[STORED DATA]

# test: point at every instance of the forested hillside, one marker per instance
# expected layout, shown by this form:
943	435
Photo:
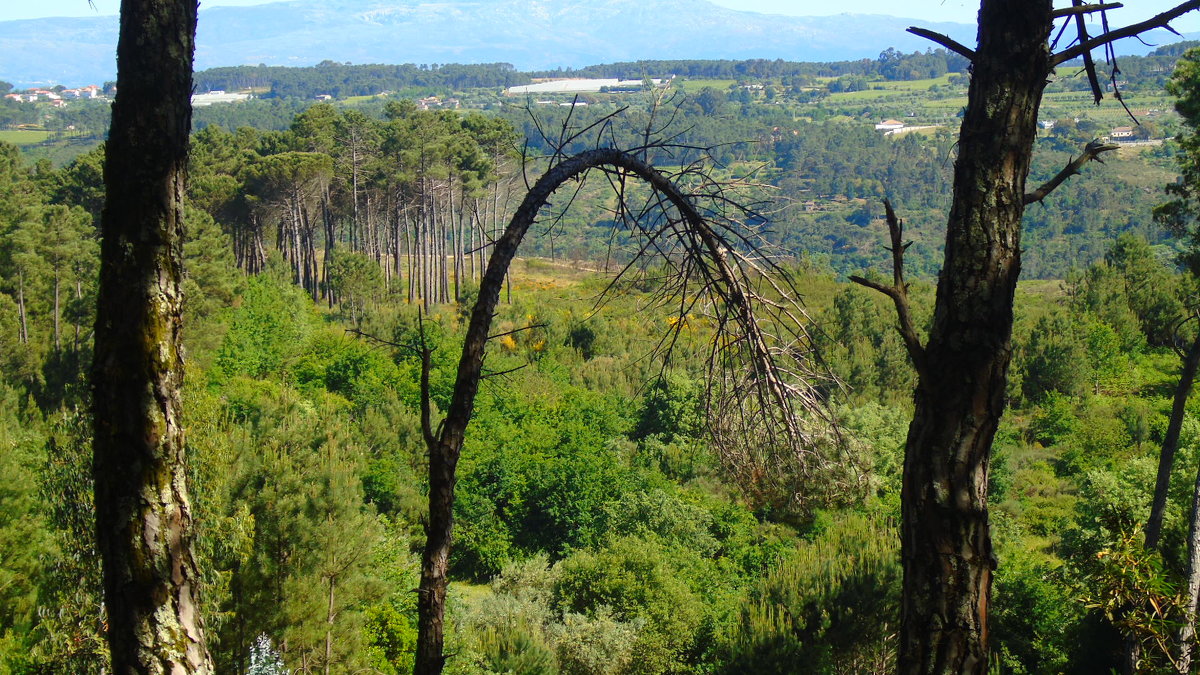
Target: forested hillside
599	531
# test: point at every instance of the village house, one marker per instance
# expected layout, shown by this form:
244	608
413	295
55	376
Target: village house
1121	133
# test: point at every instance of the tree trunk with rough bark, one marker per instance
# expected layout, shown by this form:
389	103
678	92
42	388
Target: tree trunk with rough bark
143	514
946	544
1171	443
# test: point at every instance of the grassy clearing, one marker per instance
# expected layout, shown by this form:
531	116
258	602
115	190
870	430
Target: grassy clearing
24	137
695	85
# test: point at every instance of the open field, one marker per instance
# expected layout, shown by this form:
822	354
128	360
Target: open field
24	137
695	85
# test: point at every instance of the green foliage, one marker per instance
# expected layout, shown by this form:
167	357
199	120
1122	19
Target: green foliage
269	327
832	604
639	581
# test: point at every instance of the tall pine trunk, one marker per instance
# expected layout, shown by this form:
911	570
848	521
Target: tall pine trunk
946	544
143	513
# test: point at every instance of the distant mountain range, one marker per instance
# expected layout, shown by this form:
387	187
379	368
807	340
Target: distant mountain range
528	34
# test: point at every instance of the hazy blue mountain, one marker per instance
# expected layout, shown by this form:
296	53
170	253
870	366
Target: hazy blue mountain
529	34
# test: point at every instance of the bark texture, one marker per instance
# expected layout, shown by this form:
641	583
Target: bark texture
1171	443
143	514
946	544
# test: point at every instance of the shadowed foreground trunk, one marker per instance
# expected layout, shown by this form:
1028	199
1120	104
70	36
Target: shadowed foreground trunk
143	515
946	543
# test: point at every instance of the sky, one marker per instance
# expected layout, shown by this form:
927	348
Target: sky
961	11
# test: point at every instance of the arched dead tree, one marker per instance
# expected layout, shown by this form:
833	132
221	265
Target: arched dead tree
762	372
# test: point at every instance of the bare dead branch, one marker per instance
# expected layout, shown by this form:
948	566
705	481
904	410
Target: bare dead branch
1159	21
515	330
426	365
1093	79
1085	10
1091	151
945	41
899	290
486	375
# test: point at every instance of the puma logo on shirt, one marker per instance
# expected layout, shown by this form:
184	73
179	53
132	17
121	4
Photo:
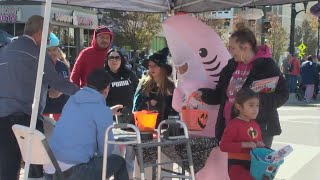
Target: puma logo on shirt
120	83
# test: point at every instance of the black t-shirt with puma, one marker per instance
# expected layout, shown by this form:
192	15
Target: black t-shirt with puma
122	89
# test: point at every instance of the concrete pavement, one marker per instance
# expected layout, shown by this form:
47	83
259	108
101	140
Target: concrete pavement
300	129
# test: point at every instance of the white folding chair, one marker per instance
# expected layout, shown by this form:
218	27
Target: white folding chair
41	152
114	142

[/STORED DATA]

WHAT IS REQUIRED
Your task is to retype the entries verbatim, starting with the line that holds "# test: point at every instance of the concrete" and stopping after the line that holds "# test: point at every instance of the white".

THE ANSWER
# test: point at every instance of the concrete pavement, one marker per instance
# expected layout, shown by this form:
47	83
259	108
101	140
Target: concrete pavement
300	129
# test: point at every instance of the white folding chair, one marker per instance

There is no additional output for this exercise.